(Dataset entries)
↓↓↓

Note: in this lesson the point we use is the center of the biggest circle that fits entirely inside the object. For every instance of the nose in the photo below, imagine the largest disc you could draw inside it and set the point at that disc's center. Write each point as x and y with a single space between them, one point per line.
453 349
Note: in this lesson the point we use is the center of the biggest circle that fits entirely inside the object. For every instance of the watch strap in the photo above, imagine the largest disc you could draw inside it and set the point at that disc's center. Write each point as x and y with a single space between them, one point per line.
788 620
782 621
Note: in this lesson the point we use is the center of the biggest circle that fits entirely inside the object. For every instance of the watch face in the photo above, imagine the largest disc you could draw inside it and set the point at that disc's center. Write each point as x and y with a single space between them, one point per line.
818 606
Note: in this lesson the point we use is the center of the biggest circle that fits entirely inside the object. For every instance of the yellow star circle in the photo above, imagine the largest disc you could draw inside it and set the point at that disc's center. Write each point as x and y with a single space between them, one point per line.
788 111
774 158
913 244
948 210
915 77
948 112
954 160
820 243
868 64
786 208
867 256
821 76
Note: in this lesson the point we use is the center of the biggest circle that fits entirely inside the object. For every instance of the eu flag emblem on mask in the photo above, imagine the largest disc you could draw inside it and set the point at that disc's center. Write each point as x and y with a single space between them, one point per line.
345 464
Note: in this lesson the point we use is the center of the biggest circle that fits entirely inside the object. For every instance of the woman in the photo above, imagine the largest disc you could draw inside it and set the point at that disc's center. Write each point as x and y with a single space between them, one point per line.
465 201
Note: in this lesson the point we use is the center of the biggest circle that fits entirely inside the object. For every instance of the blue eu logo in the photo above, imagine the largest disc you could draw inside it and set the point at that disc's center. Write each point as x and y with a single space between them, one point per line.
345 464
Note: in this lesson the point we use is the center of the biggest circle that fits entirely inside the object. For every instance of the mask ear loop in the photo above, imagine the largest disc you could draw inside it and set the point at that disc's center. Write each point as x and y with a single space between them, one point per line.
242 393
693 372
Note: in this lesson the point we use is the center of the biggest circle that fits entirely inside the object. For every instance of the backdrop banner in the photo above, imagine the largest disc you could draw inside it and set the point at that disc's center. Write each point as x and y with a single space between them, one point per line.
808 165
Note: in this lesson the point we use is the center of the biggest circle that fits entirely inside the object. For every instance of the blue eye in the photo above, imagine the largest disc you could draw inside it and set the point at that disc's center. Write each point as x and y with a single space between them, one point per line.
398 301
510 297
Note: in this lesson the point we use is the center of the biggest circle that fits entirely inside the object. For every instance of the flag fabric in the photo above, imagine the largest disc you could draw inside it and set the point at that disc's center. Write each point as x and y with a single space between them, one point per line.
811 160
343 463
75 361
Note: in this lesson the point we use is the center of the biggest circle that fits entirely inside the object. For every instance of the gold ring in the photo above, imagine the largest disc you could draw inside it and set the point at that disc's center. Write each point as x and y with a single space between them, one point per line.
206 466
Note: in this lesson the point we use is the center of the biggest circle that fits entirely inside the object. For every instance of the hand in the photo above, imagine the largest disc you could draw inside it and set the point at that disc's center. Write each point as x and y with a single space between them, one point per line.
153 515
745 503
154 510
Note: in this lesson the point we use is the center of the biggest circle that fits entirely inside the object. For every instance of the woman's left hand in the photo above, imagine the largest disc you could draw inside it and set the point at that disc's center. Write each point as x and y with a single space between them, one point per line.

↑↑↑

- _YOUR INSTRUCTIONS_
Take the records shown above and output them again exactly.

- _WRITTEN SOLUTION_
Note: in this lesson the point we use is the center of the biggest circle that fits entirely inside the object. For every instance of the nose in the photo below, imagine the largest disc you could draw inside it and set the point at that disc's center. Write each point as x and y with a single space between them, one point per line.
453 349
Note: in this lesson the point we use is the center of the biggest circle that fits entirely inside the object. For every instance of the watch strap in the photo above, imagine the largest disc you could draw inside it and set the point at that disc's center. Write each point as x and y with a single space between them, one point per line.
788 620
782 621
Note: in this lesson the point we use is the center of the biggest circle that fits entirely inside the object. For every instance of the watch face in the photo above, imagine the largest disc you could draw inside it and set the point at that disc's center. Write each point as x and y with a single space between them, one point per line.
818 606
Note: in this lesson the point we use is the center of the biggest circle that fits entirely inside the object. For every instance of the yellow star circle in the photo above, imagine the largest disc you could draw inside it and set the point at that disc's center. Write each point as x and y with a single space between them, one point per line.
788 111
774 158
913 244
948 210
915 77
948 112
954 160
820 243
868 64
786 208
867 256
821 76
Note: in this lesson the point we use is the center of the biggest circle that fits entirely inside the object. For every instance of the eu flag emblem on mask in the photo above, imagine the largest disc you could draw inside it and set the point at that disc's center. Write each point as x and y with a single space between them, one point per line.
345 464
Note: in this lesson the point we use is the center of the biggest circle that fits entirely inside the object. For every instance of the woman in the photo above, imagine the largest disc you could draw inside it and set the point at that disc's center. Write each point as x and y with a single space between them, one point per line.
465 201
Note: in this lesson the point we use is the center of the biggest circle that fits entirely inside the object. For every instance of the blue eu logo in the photo above, imagine the largest disc you could draw inside it and set the point at that disc's center. Write each point as x and y with a single space between them, one point per line.
345 464
Note: in this lesson the point we use is the center of the biggest circle that fits entirely inside the object. For every instance of the mask ear loop in the photo above, imagine the largest disc you could draw inside it and set the point at that disc's center. Write each point as x and y with a single space between them, one point per line.
242 393
693 372
Note: in this lesson the point we use is the center of the biggest circle that fits entirely inside the object. For every instance of the backdrop banner in the photo above, imagine the largest disc you could draw inside it and set the point at that disc's center. Write each point as x and y with a single space between them, one point per line.
808 165
Note: in this lesson the point we use is the center of the biggest circle that fits entirely inside the object. For every instance of the blue eye in the photo above, imagine the largest disc you could draw inside it and set the point at that disc's center. Write each point as x and y with a single space between them, one point per line.
398 301
510 297
Note: in this lesson the point we use is the center of the biggest circle that fits entirely inside the object. For every instance of the flag fabric in the photo above, imagine the largest disc you could draw inside it and set the point at that disc's center. Write each point as x and y with a single space between them, one point per line.
811 160
343 463
75 361
Note: in this lesson the point we use is the center of the biggest circle that fits entirely inside the object. For every instance of the gold ring in the photo above, imagine the largest disc you could draw inside it and set the point at that disc's center. Write each point as x and y with a single space between them, one point per line.
206 466
Note: in this lesson the point we use is the center of the biggest circle that fits entirely inside the object. For every instance of the hand in the photo above, imagine the largest disc you could draw inside it and set the point at that disc's center. Write each point as x and y with a single space between them, one point per line.
153 515
745 503
154 510
Note: in this lesson the point we use is the center of the biggest circle that fits entirely inside the object. For every instance of the woman's left hand in the photo above, imagine the largest disc you could draw inside it and set the point at that disc's center. Write each point as x and y with a single space between them, one point per line.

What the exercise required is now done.